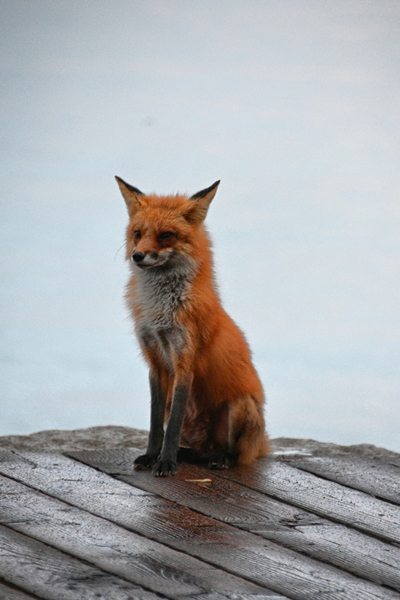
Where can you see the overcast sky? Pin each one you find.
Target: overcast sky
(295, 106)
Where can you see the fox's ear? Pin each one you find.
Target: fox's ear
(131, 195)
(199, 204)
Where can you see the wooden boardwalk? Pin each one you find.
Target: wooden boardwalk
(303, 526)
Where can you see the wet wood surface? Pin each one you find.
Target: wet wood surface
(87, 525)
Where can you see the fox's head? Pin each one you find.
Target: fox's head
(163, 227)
--
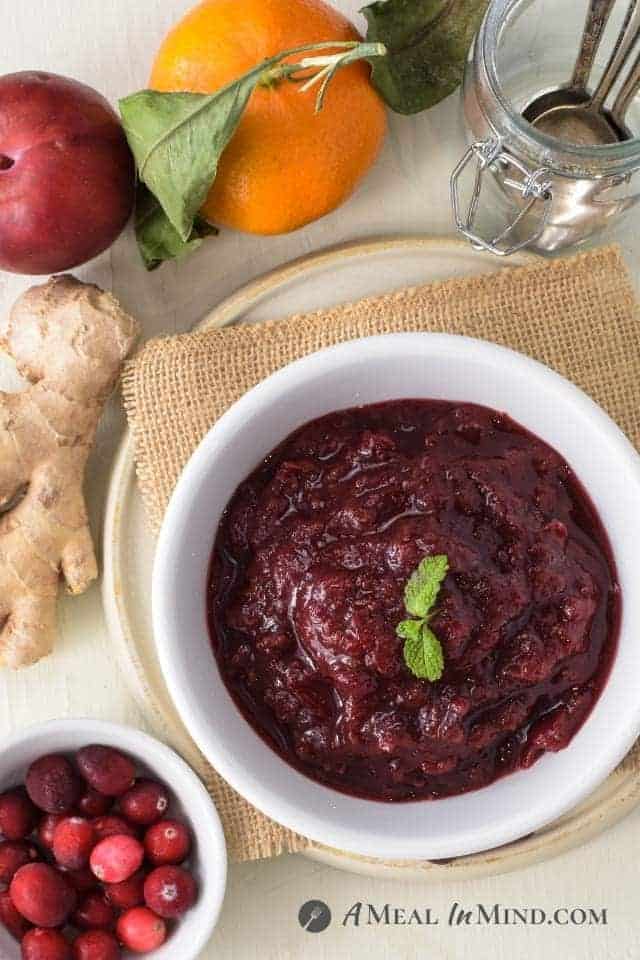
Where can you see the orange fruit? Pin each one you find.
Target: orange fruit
* * *
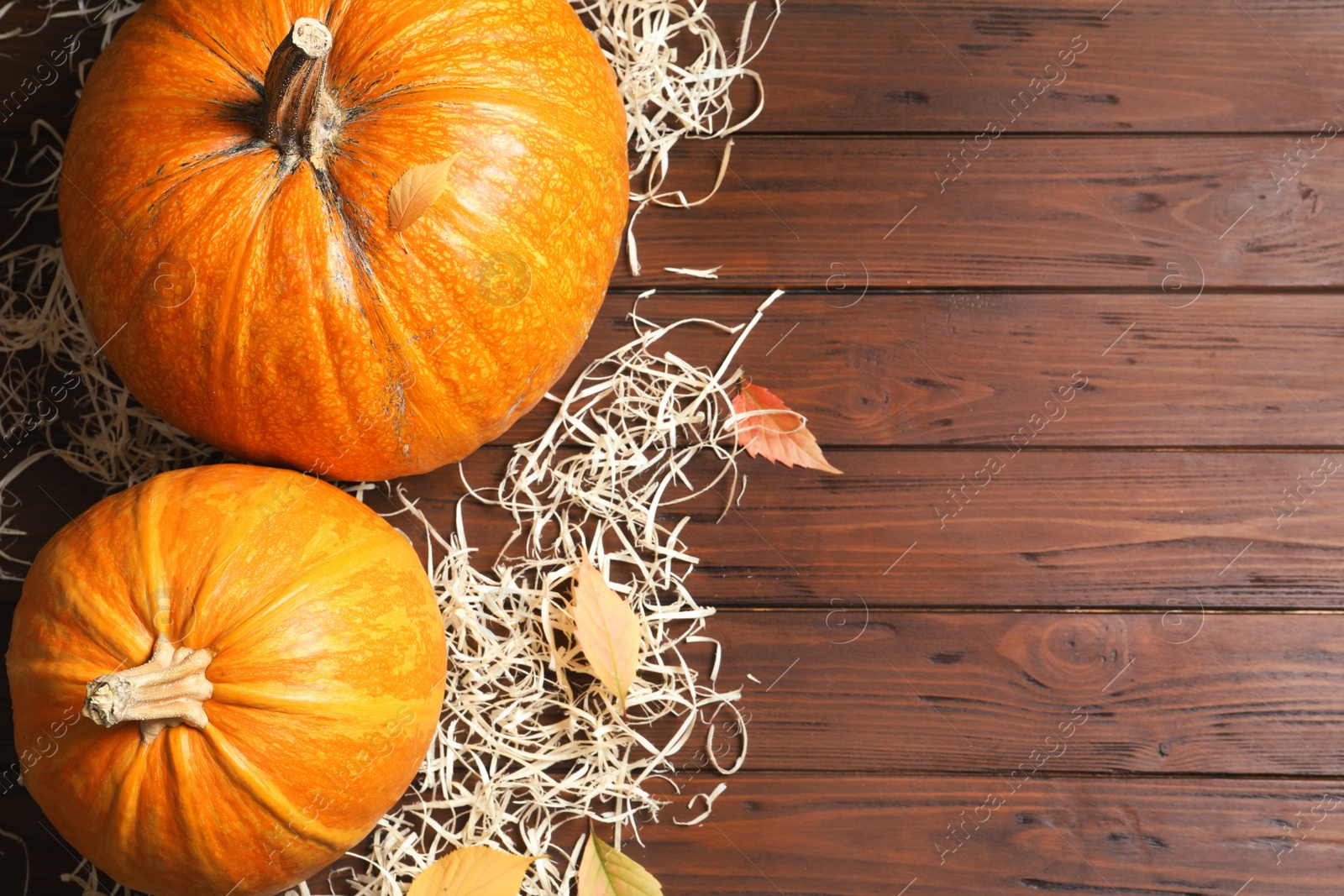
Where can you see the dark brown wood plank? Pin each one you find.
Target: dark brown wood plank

[EXERCISE PROMPT]
Identify every line in the items above that contains the string "wooden", and copy each of those lines. Case counts when matching.

[EXERCISE SOLUTION]
Where can you see the wooden boardwalk? Pin each one you find.
Target: wooden boardwalk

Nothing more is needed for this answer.